PASSAGE.

============

Any Gierach book could have made this list (especially Sex, Death, and Fly Fishing), but Trout Bum is what set the “everyman” tone and created a cult following for the guy who made it somehow respectable to celebrate the absurdities that go with flyfishing. —K.D.
Even though the long-standing largemouth bass world record has been tied since Monte Burke’s Sowbelly was published, it still captures the drive of the trophy bass-obsessed angler better than anything else ever in print. Frankly, I’m not exactly a devout largemouth angler, but I devoured this book in just a few nights. From hunting the record on ramshackle boats in Cuba to growing it in a tank, Sowbelly takes you on a journey that any fisherman will enjoy. —J.C.
These stories of how anglers tackled the greatest beasts of the ocean will not only spin your mind, but also sadden you that some of these species don’t exist in the same numbers they once did. —K.D.
Many writers have used flyfishing as a metaphor for life’s vagaries and occasional moments of grace, but few have done it with the descriptive power, or the understanding of the healing powers of a cool mountain stream, or the pure joy of watching a trout rise to a dry fly, as Middleton. —S.L.W.
A collection of true Southern stories about squirrel hunters, coonhounds, and, yes, catfish noodlers. I dare you not to enjoy the hell out of this book. —C.K.
Some find it unreadable, which may oddly befit a book cited as the “most American” of novels. In short, an obsessed whaling captain is really pissed off at the white whale that ate half his leg. The beast obviously messed with the wrong dude. Long before Bruce Willis, there was Ahab. “He looked like a man cut away from the stake, when the fire has overrunningly wasted all the limbs without consuming them, or taking away one particle from their compacted aged robustness…” —B.H.
As an outdoor writer, there’s no greater frustration than to write about what you think are “cutting-edge” flyfishing techniques, only to crack open this book and realize Merwin, F&S’s former fishing editor, who passed in 2013, was all over everything we’re still trying to figure out, 25 years ago. Man, do I miss that guy. —K.D.
This one cuts right to the chase, because if you don’t know what trout eat, why they eat it, and how they eat it, it’s pretty darn hard to catch them. Whitlock is, hands down, the greatest fly innovator of the past half century, and he also happens to be one of the most gracious and kind gentlemen in the sport. —K.D.

============

ENTRIES SHOWN.
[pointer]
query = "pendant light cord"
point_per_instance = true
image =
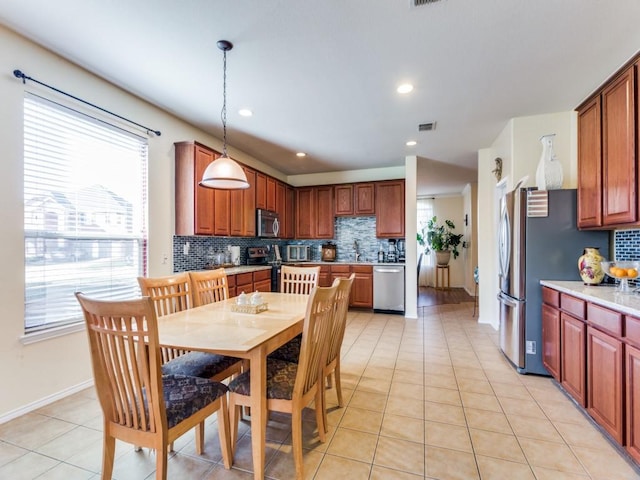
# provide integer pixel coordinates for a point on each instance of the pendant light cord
(224, 103)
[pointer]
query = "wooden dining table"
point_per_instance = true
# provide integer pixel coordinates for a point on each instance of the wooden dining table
(216, 328)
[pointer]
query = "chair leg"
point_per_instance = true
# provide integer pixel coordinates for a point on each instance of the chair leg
(296, 433)
(223, 432)
(199, 438)
(108, 454)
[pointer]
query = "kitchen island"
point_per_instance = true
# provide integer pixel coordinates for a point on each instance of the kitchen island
(591, 346)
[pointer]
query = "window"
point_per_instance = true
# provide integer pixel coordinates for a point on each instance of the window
(85, 203)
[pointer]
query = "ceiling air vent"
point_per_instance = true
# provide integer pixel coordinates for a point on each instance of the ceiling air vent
(417, 3)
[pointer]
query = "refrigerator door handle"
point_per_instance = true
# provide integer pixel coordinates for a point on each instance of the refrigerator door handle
(508, 301)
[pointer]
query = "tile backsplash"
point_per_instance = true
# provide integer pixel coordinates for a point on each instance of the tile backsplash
(347, 231)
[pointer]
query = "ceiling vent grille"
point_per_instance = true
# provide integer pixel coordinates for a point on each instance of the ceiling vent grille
(417, 3)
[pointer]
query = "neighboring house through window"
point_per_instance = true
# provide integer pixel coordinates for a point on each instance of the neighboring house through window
(85, 204)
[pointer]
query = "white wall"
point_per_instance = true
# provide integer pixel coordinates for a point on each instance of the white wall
(518, 144)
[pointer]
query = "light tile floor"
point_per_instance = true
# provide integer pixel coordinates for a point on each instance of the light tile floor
(431, 398)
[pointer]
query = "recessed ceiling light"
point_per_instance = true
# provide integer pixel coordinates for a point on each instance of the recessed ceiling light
(405, 88)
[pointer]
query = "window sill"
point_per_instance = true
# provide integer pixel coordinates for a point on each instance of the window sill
(49, 333)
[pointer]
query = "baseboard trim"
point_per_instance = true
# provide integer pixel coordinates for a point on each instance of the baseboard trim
(30, 407)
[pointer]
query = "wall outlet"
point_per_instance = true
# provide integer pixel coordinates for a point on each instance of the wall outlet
(531, 347)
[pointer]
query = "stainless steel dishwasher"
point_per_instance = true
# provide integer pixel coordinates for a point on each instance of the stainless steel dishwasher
(388, 288)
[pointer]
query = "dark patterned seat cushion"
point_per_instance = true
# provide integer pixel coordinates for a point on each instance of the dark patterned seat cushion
(198, 364)
(290, 351)
(184, 396)
(281, 377)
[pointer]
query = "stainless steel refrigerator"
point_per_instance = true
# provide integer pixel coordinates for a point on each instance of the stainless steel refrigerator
(537, 240)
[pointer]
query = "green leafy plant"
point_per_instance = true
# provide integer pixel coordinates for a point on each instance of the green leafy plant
(440, 237)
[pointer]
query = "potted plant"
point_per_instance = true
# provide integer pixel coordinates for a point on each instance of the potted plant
(441, 239)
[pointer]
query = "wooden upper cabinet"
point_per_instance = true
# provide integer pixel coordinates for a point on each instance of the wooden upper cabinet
(389, 199)
(305, 212)
(364, 199)
(261, 190)
(271, 193)
(344, 199)
(590, 171)
(324, 214)
(194, 205)
(619, 151)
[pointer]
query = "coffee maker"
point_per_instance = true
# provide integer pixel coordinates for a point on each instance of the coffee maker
(401, 250)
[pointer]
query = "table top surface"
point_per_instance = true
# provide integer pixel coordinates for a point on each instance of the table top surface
(215, 327)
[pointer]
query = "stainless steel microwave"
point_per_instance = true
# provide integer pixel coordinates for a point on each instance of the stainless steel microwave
(267, 223)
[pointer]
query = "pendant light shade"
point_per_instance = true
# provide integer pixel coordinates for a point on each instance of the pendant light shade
(224, 173)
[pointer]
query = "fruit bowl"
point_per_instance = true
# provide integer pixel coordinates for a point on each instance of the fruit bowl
(622, 271)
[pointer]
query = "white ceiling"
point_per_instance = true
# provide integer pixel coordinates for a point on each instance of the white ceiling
(321, 76)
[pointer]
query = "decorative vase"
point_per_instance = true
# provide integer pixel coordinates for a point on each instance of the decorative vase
(590, 267)
(549, 171)
(443, 257)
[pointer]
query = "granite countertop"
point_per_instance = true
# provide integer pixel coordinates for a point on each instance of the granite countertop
(605, 295)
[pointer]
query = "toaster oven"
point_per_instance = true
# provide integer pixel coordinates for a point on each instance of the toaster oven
(298, 253)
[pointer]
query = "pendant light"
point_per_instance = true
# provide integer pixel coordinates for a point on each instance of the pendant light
(224, 173)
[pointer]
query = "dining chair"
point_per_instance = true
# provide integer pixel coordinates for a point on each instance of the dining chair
(298, 279)
(293, 386)
(170, 294)
(336, 336)
(208, 286)
(139, 404)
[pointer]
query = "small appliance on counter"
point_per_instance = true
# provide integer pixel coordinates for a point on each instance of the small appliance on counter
(298, 253)
(329, 252)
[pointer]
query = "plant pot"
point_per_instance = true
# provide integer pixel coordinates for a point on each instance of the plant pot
(443, 257)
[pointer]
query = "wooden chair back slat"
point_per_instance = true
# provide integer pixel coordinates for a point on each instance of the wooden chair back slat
(208, 286)
(300, 280)
(315, 334)
(126, 361)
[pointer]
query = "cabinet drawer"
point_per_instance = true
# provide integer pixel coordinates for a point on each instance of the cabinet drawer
(262, 275)
(573, 305)
(632, 329)
(362, 269)
(551, 297)
(605, 319)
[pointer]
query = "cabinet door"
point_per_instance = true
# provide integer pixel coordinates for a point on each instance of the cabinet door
(390, 209)
(290, 212)
(194, 213)
(633, 401)
(222, 208)
(261, 190)
(344, 199)
(249, 205)
(618, 151)
(324, 212)
(551, 340)
(364, 199)
(305, 213)
(590, 160)
(604, 382)
(572, 356)
(271, 194)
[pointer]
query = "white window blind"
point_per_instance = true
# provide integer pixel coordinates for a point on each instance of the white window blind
(85, 204)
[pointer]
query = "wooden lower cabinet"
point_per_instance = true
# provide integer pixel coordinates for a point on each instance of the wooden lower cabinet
(551, 340)
(632, 377)
(573, 356)
(604, 382)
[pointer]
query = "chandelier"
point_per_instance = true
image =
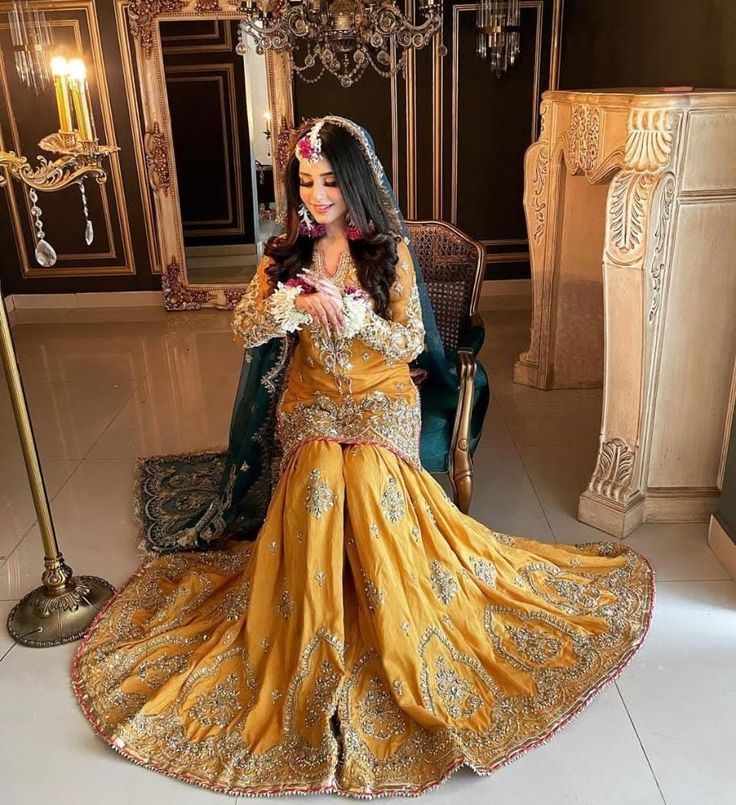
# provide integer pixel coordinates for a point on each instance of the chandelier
(341, 37)
(498, 28)
(30, 35)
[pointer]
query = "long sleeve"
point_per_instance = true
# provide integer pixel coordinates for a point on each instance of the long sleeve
(401, 339)
(263, 313)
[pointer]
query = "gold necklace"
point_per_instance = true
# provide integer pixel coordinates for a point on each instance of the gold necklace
(344, 264)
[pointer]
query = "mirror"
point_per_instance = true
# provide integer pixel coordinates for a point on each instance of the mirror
(220, 122)
(204, 145)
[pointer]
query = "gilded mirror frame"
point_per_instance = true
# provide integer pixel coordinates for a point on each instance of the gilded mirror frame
(143, 18)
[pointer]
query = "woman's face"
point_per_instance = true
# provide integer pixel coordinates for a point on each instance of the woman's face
(319, 192)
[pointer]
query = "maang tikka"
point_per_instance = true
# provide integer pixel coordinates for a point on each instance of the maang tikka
(309, 149)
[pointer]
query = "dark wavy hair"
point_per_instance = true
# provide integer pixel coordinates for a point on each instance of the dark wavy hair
(374, 254)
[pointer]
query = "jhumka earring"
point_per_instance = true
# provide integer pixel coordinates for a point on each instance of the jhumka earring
(351, 230)
(308, 226)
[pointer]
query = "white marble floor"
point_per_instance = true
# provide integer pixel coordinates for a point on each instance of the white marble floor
(108, 386)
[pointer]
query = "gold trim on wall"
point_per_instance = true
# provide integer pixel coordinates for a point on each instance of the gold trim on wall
(555, 56)
(395, 181)
(137, 132)
(411, 134)
(437, 117)
(225, 47)
(538, 6)
(107, 134)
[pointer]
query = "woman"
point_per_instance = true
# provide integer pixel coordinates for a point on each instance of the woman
(372, 639)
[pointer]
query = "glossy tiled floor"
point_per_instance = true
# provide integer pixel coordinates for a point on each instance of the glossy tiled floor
(108, 386)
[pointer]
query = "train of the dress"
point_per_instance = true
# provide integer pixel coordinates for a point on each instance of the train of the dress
(369, 642)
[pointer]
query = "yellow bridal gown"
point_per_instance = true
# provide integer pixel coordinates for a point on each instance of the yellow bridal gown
(373, 638)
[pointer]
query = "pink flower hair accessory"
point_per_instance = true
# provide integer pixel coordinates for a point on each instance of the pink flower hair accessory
(309, 146)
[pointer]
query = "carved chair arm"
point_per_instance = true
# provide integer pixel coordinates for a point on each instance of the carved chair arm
(461, 465)
(473, 335)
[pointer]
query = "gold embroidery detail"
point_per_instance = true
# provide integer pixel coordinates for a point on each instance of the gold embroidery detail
(374, 596)
(444, 583)
(322, 700)
(319, 497)
(536, 645)
(398, 343)
(458, 694)
(484, 570)
(377, 418)
(155, 672)
(392, 502)
(285, 605)
(217, 706)
(380, 716)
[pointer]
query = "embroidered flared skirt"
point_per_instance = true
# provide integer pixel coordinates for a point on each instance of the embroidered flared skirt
(370, 641)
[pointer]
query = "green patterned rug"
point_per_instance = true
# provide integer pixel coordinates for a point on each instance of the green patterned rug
(173, 491)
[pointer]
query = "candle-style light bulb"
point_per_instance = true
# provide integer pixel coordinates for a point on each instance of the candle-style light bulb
(80, 99)
(60, 72)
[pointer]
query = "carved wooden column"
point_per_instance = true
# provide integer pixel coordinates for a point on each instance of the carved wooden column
(631, 211)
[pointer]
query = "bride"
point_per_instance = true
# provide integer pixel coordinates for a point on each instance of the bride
(372, 638)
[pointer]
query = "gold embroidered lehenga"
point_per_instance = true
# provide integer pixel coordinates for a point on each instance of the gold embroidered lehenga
(373, 638)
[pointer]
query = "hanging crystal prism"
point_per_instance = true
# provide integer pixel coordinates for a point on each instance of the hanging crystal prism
(45, 254)
(89, 230)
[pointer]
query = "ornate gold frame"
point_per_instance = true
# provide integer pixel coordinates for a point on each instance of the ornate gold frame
(144, 16)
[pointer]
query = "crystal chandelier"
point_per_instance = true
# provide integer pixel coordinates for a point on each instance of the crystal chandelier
(498, 27)
(342, 37)
(30, 34)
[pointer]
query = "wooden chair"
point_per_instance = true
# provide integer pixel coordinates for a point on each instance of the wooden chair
(453, 266)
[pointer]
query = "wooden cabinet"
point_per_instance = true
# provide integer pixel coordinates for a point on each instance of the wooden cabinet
(630, 201)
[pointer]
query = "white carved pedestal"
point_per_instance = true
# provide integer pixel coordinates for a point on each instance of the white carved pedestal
(630, 202)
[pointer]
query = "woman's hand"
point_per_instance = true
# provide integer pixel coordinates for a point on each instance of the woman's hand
(325, 307)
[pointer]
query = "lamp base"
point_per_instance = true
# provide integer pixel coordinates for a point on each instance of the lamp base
(44, 618)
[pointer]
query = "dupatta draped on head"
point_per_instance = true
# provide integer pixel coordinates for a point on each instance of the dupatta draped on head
(238, 503)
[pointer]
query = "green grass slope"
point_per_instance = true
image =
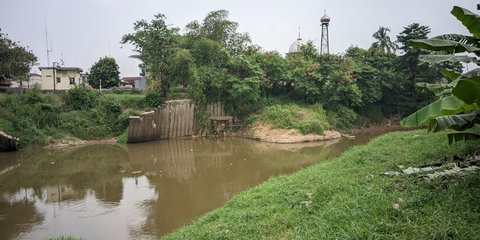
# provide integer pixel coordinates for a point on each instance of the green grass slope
(348, 198)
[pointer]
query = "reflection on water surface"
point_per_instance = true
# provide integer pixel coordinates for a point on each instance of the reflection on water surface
(139, 190)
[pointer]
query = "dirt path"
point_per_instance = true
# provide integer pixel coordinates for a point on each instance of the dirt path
(266, 133)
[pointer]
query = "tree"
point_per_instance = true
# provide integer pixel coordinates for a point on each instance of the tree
(383, 42)
(104, 73)
(376, 77)
(459, 107)
(15, 60)
(218, 28)
(412, 72)
(156, 44)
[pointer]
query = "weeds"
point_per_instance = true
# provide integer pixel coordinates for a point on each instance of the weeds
(37, 118)
(309, 119)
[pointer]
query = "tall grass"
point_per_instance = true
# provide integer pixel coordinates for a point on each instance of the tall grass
(37, 118)
(310, 119)
(349, 198)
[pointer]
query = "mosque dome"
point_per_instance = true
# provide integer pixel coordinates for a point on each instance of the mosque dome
(325, 19)
(295, 47)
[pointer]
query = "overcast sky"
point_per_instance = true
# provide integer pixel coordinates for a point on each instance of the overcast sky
(83, 31)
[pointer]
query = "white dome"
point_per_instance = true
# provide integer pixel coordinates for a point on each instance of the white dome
(295, 47)
(325, 19)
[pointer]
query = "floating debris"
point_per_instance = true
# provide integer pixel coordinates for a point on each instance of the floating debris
(437, 170)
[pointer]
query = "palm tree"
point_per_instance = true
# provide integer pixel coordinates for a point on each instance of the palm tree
(383, 42)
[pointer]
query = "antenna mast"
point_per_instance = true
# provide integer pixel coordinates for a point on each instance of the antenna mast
(49, 50)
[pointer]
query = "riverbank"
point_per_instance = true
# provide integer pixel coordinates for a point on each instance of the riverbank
(349, 197)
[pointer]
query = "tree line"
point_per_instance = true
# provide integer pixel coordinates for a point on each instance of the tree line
(213, 61)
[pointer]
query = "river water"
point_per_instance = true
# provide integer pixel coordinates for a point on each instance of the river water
(139, 190)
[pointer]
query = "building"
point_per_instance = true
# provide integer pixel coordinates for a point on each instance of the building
(134, 83)
(60, 78)
(34, 80)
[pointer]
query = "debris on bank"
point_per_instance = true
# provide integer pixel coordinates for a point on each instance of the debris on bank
(439, 170)
(8, 143)
(267, 133)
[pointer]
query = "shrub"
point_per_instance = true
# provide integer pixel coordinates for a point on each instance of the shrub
(153, 99)
(309, 119)
(341, 118)
(80, 98)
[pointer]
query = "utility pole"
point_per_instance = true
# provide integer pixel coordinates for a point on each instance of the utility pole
(324, 45)
(54, 79)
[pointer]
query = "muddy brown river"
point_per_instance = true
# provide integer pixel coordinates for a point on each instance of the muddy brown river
(139, 191)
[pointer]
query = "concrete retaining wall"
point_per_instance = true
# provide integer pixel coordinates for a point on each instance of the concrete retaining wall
(175, 119)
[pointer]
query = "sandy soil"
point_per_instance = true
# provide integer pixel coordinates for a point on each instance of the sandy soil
(266, 133)
(72, 142)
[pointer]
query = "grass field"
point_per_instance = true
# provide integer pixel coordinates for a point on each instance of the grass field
(349, 198)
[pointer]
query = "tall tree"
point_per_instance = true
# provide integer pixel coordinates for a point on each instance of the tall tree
(104, 73)
(383, 42)
(156, 45)
(15, 60)
(217, 27)
(413, 73)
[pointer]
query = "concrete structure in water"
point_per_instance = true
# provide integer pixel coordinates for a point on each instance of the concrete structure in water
(60, 78)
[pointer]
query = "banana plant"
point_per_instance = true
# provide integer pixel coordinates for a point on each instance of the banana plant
(458, 107)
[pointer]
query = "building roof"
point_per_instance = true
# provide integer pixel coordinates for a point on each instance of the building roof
(62, 68)
(34, 75)
(130, 79)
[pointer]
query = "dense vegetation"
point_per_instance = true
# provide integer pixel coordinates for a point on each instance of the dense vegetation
(459, 105)
(104, 73)
(15, 60)
(349, 198)
(37, 118)
(212, 61)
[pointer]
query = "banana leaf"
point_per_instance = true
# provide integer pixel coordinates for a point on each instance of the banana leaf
(443, 45)
(470, 20)
(459, 122)
(469, 40)
(444, 106)
(435, 59)
(468, 90)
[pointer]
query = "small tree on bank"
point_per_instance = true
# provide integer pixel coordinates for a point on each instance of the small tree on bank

============

EXERCISES TO COMPLETE.
[a] Summarize the book list in two sentences.
[b] Repeat everything in the book list from "These stories of" down to "once did. —K.D.".
[c] According to the book list, in what year did Merwin pass away?

ANSWER SET.
[a] The book list praises fishing and outdoor books, including Gierach's Trout Bum, which set an "everyman" tone, and Monte Burke's Sowbelly, which captures the drive of the trophy bass angler. It also recommends stories of anglers tackling the ocean's greatest beasts, a collection of true Southern stories, a novel about an obsessed whaling captain, and works by Middleton, Merwin, and Whitlock on flyfishing and trout.

[b]
These stories of how anglers tackled the greatest beasts of the ocean will not only spin your mind, but also sadden you that some of these species don’t exist in the same numbers they once did. —K.D.

[c] 2013